• 本文抜粋:
┄┄┄┄┄┄
1.テトスとはどのような人か
・テトスはパウロの弟子で宣教の協力者であった。使徒行伝にはその名前は出ないが、ガラテヤ書ではパウロやバルナバと共にエルサレム使徒会議に参加している。パウロはギリシア人であるテトスが、割礼を受けずにキリスト教徒として受け入れられたと報告する。
-ガラテヤ2:1-3「その後十四年たってから、私はバルナバと一緒にエルサレムに再び上りました。その際、テトスも連れて行きました。エルサレムに上ったのは、啓示によるものでした。私は、自分が異邦人に宣べ伝えている福音について、人々に、とりわけ、主だった人たちには個人的に話して、自分は無駄に走っているのではないか、あるいは走ったのではないかと意見を求めました。しかし、私と同行したテトスでさえ、ギリシア人であったのに、割礼を受けることを強制されませんでした」。
・パウロはテトスを高く評価し、「仲間」「協力者」と呼び、その熱心さを賞賛している。第二コリント書では、テトスはエルサレム教会のための募金をコリントで行い、またパウロの手紙をコリントへ届けるために派遣されている。
┄┄┄┄┄┄
• 抽出情報:
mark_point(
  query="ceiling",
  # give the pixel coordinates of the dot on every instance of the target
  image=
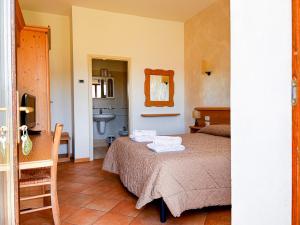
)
(178, 10)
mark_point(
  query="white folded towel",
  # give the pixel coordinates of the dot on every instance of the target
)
(139, 133)
(167, 140)
(143, 135)
(165, 148)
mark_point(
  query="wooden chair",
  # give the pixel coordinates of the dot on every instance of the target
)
(44, 177)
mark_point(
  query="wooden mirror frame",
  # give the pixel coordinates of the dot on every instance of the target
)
(159, 72)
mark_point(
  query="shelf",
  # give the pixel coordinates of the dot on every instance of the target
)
(160, 115)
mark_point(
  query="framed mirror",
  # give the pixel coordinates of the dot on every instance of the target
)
(159, 88)
(103, 87)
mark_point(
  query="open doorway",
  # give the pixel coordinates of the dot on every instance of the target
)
(109, 103)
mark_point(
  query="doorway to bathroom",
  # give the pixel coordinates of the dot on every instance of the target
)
(109, 101)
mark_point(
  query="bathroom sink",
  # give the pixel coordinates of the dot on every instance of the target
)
(104, 117)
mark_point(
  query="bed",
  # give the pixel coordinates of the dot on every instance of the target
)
(194, 178)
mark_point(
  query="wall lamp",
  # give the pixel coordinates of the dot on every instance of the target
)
(206, 68)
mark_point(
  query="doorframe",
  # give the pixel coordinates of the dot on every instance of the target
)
(90, 100)
(296, 114)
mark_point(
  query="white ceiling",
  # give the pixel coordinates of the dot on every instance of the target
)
(178, 10)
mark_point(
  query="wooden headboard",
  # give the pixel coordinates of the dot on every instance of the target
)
(217, 115)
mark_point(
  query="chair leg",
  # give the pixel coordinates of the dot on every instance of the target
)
(55, 208)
┄┄┄┄┄┄
• 課題:
1) テトスについての文章を、「1.テトスとはどのような人か」を含む語句から書き始めて「とを強制されませんでした」。」の後で止め、一字も変えずに書き写すこと。
2) テトスについての文章に名前が出てくる人物を、すべて挙げること。
エントリーはここでは使わない。

• 解答:
1)
1.テトスとはどのような人か
・テトスはパウロの弟子で宣教の協力者であった。使徒行伝にはその名前は出ないが、ガラテヤ書ではパウロやバルナバと共にエルサレム使徒会議に参加している。パウロはギリシア人であるテトスが、割礼を受けずにキリスト教徒として受け入れられたと報告する。
-ガラテヤ2:1-3「その後十四年たってから、私はバルナバと一緒にエルサレムに再び上りました。その際、テトスも連れて行きました。エルサレムに上ったのは、啓示によるものでした。私は、自分が異邦人に宣べ伝えている福音について、人々に、とりわけ、主だった人たちには個人的に話して、自分は無駄に走っているのではないか、あるいは走ったのではないかと意見を求めました。しかし、私と同行したテトスでさえ、ギリシア人であったのに、割礼を受けることを強制されませんでした」。

2) テトス、パウロ、バルナバ